Purpose and Objectives of the Program Project. 

The goal of the Program application is to conduct translational research focused on experimental therapeutics of Duchenne muscular dystrophy, with the goal of expediting translational approaches that could improve patient care and quality of life.  DMD is the most common childhood lethal genetic disorder.  The primary genetic lesion underlying Duchenne dystrophy is well understood.  Mutations of the Duchenne muscular dystrophy gene lead to complete, or nearly complete loss of the 427kDa dystrophin protein from the intracellular face of the plasma membrane (Hoffman et al. 1987; Hoffman et al. 1988).  What is less well understood is the downstream pathophysiology of the disease, and the only effective therapeutics to date is chronic administration of corticosteroids.  The mechanism of action of corticosteroids is also not understood. 

Patients show an onset around 4-5 yrs of age, with subsequent progressive clinical course, despite the biochemical defect being present from fetal life.  Corticosteroids slow the progression of the disease, and lead to a rapid increase in strength and muscle function.  Yet the mechanisms of the beneficial actions of steroids are poorly understood.  Indeed, corticosteroids are clearly catabolic to normal muscle, yet seem to have the opposite effect on DMD muscle.  Moreover, clinical studies and clinical trials have shown that the clinical variability between Duchenne muscular dystrophy patients is extensive, and this variability complicates the conduct of clinical trials.  The response to corticosteroids is also variable, with some patients appearing to be “responders” and some “non-responders”.

The pathophysiology downstream of dystrophin deficiency is almost certainly a highly complex process.  Myofiber membrane instability, changes in the myofiber microenvironment from unstable myofibers, myofiber necrosis, infiltrating inflammatory cells, connective tissue proliferation, vascular remodeling, regeneration via stem cells, and possible exhaustion of stem cells, all likely contribute to the presentation, progression, and drug responsiveness of Duchenne muscular dystrophy.  

Four distinct lines of experimental therapeutics are pursued in this Program: oligonucleotide splicing, stem cells, muscle bulk (reversal of atrophy), and high throughput drug screens.  These four projects, and the investigators responsible, were chosen through a systematic process including discussions between stake holders (parents), pharmaceutical representatives, biotech venture capitalists, and scientists.  The history of this application is very important to emphasize.  This is described in more detail in the following sections of text, however here we point out that these projects were chosen based upon the most promising approaches, and the best laboratories to pursue these approaches.  The four projects are:

• Project 1.  Developing antisense oligonucleotide-mediated therapy towards clinical trials for Duchenne muscular dystrophy.  Qi Lu PhD.  Carolinas Research Institute.
• Project 2.  Characterization of the highly myogenic minority population of muscle stem cells.  Terence Partridge, PhD.  Children’s National Medical Center
• Project 3.  Modulation of atrophy pathways in muscular dystrophy therapeutics. H. Lee Sweeney, PhD.  University of Pennsylvania.
• Project 4.  Development of assay systems for small molecule high throughput screens for muscular dystrophy.  Carrie Miceli, PhD.   University of California, Los Angeles.

Each of these components has extensive feedback with each other, and thus extensive synergism between projects.

The focus of the Program specifically on Duchenne muscular dystrophy enables a synergism of research approaches, expertise, and reagents.  The highly interdisciplinary approach including experts in muscle, molecular studies, and stem cell biology, ensures that the whole is greater than the sum of the individual parts.

Material provided ->
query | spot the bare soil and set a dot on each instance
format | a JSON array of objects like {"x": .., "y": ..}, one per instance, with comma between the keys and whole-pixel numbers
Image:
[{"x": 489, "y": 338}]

What you have to do ->
According to the Duchenne muscular dystrophy passage, at about what age do patients show onset of the disease? The material placed after the Duchenne muscular dystrophy passage is separate from it.

Solution ->
Around 4–5 years of age.